** BEGIN **

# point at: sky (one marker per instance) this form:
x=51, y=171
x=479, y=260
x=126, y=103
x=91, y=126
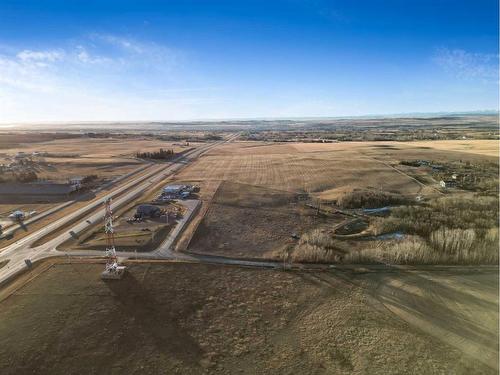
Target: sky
x=98, y=60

** END **

» **Short task**: Copy the records above line for line, leaving out the picture.

» **Result of the task**:
# point at: sky (one marker per instance) this form:
x=51, y=171
x=479, y=260
x=126, y=103
x=91, y=126
Target: sky
x=98, y=60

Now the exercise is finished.